• _Yapılacak İşler_
**1.** Millet İttifakı masasının dağılmasını anlatan alıntıyı baştan sona, hiçbir değişiklik yapmadan çıkarın.
**2.** Listenin başından "box: [115, 298, 286, 529]" ifadesini içeren satıra kadar (o satır dahil) olan satırları, "SVG path" yerine "polygon list" koyarak tekrar yazın. Bunun dışında hiçbir şeyi değiştirmeyin ve yalnızca bu satırları verin.

• _Alıntı_

%%

Leyla Şahin Usta'nın öne çıkan sözleri:
"Daha önce Meclis tarihinde bu kadar çok adayın olduğu bir seçim yaşanmadı Meclis Başkanlığı konusunda. O yüzden oldukça renkli bir seçim olacak. Millet İttifakı adı altında Meclis'e giren partilerin ya da masanın seçim öncesinde dağılacağı belliydi. Ki öyle de oldu. Bu şunu gösteriyor herkes bir takım çıkarları noktasında o masanın etrafında birleşmişti orada bu millet hizmet etmek amacıyla bir ilkesel bir birleşme olmadığı ortaya çıktı. Bu sadece seçim için Recep Tayyip Erdoğan'ı karşı birleşmenin masasıydı.
Şimdi iş gerçeğe döndü Meclis'e geldik. Seçim bitti kartları dağıttılar, paylaşamadılar. Bunun üzerinden masaları da dağıldı. Burada artık sonuçlarını görüyoruz. Bu masa kurulurken bizim söylediğimiz her şey ortaya çıktı.

%%

• _Verilen Veriler_
%%

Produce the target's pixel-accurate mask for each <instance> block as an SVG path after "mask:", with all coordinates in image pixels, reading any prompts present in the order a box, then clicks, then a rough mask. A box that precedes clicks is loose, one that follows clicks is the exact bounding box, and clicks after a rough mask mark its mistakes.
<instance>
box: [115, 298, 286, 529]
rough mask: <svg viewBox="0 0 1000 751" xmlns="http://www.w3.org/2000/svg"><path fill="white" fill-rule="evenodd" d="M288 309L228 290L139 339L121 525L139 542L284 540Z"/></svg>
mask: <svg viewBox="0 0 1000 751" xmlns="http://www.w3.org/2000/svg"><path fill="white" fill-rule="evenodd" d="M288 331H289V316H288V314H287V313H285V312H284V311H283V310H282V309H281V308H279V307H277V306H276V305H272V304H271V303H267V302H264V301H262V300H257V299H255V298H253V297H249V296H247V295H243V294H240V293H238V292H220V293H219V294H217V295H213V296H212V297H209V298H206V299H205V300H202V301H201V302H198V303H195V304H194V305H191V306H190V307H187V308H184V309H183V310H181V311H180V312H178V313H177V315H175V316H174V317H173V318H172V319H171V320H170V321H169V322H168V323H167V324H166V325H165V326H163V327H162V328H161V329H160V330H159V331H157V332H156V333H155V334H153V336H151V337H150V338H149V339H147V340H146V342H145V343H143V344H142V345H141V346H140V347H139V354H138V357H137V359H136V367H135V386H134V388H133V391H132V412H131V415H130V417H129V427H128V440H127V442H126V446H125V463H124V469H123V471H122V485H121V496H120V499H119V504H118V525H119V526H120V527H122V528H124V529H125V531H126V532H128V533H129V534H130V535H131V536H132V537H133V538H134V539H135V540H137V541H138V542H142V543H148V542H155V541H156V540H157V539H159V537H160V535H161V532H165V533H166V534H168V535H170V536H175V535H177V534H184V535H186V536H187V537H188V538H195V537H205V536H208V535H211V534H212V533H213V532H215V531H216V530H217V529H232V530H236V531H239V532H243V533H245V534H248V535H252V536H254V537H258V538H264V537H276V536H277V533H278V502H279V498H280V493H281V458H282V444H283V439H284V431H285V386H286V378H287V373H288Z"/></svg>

%%

• _Görev Çözümleri_
**1.**
Leyla Şahin Usta'nın öne çıkan sözleri:
"Daha önce Meclis tarihinde bu kadar çok adayın olduğu bir seçim yaşanmadı Meclis Başkanlığı konusunda. O yüzden oldukça renkli bir seçim olacak. Millet İttifakı adı altında Meclis'e giren partilerin ya da masanın seçim öncesinde dağılacağı belliydi. Ki öyle de oldu. Bu şunu gösteriyor herkes bir takım çıkarları noktasında o masanın etrafında birleşmişti orada bu millet hizmet etmek amacıyla bir ilkesel bir birleşme olmadığı ortaya çıktı. Bu sadece seçim için Recep Tayyip Erdoğan'ı karşı birleşmenin masasıydı.
Şimdi iş gerçeğe döndü Meclis'e geldik. Seçim bitti kartları dağıttılar, paylaşamadılar. Bunun üzerinden masaları da dağıldı. Burada artık sonuçlarını görüyoruz. Bu masa kurulurken bizim söylediğimiz her şey ortaya çıktı.

**2.**
Produce the target's pixel-accurate mask for each <instance> block as an polygon list after "mask:", with all coordinates in image pixels, reading any prompts present in the order a box, then clicks, then a rough mask. A box that precedes clicks is loose, one that follows clicks is the exact bounding box, and clicks after a rough mask mark its mistakes.
<instance>
box: [115, 298, 286, 529]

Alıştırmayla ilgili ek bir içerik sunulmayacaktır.